_Problem to solve_
The answer must be a single number: the count of lines below that contain the string "patch".

_Data extracts_
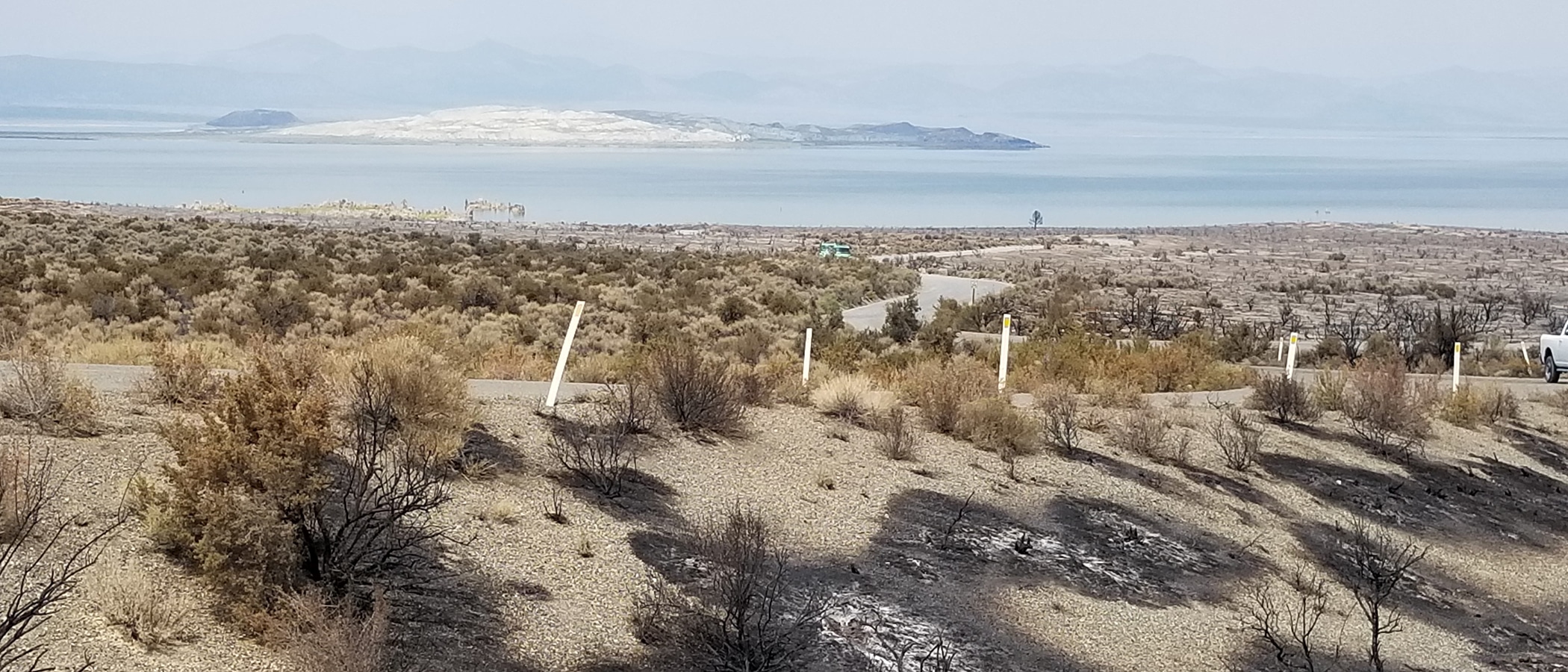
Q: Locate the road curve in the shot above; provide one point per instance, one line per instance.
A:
(119, 378)
(932, 289)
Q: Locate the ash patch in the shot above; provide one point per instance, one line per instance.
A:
(1093, 547)
(1476, 500)
(882, 636)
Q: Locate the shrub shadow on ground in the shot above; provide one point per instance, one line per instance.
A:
(644, 497)
(1236, 486)
(1508, 636)
(1478, 500)
(1539, 449)
(1130, 472)
(452, 619)
(480, 445)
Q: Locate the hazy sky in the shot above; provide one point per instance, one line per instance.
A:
(1328, 37)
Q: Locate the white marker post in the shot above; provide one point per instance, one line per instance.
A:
(805, 365)
(1457, 348)
(1007, 340)
(560, 364)
(1289, 359)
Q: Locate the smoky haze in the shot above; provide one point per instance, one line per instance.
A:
(1349, 38)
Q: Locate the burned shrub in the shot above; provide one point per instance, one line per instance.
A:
(1385, 411)
(744, 613)
(1283, 400)
(1059, 411)
(600, 456)
(1239, 439)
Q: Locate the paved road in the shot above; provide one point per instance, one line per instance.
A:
(122, 378)
(960, 252)
(932, 289)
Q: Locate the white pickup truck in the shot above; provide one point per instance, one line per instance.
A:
(1555, 343)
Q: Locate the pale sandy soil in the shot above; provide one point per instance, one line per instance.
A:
(1139, 566)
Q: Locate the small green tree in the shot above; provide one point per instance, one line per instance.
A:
(903, 320)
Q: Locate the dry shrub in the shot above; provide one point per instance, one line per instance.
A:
(269, 497)
(629, 408)
(850, 398)
(41, 392)
(41, 561)
(181, 375)
(149, 615)
(245, 475)
(1239, 439)
(24, 489)
(320, 636)
(600, 456)
(1060, 417)
(1189, 364)
(1498, 405)
(697, 393)
(744, 615)
(1328, 389)
(1283, 400)
(1462, 408)
(996, 425)
(419, 395)
(896, 435)
(942, 389)
(1145, 435)
(1385, 411)
(1117, 393)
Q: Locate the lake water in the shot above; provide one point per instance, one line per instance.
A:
(1090, 176)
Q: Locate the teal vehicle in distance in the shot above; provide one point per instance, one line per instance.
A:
(833, 249)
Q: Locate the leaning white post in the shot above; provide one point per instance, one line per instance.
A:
(1457, 348)
(1007, 340)
(1289, 359)
(560, 364)
(805, 365)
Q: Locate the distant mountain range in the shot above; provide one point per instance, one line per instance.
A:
(305, 72)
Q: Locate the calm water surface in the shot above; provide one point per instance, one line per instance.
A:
(1087, 178)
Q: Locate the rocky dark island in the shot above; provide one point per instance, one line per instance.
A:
(255, 119)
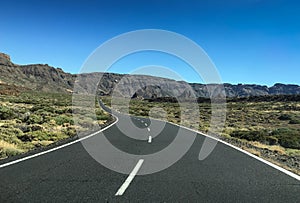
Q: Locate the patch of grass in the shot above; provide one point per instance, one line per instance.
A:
(33, 119)
(8, 149)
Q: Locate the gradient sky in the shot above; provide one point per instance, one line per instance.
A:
(250, 41)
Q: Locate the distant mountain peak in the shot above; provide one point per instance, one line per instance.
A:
(43, 77)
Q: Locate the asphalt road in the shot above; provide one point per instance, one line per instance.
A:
(70, 174)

_Task answer_
2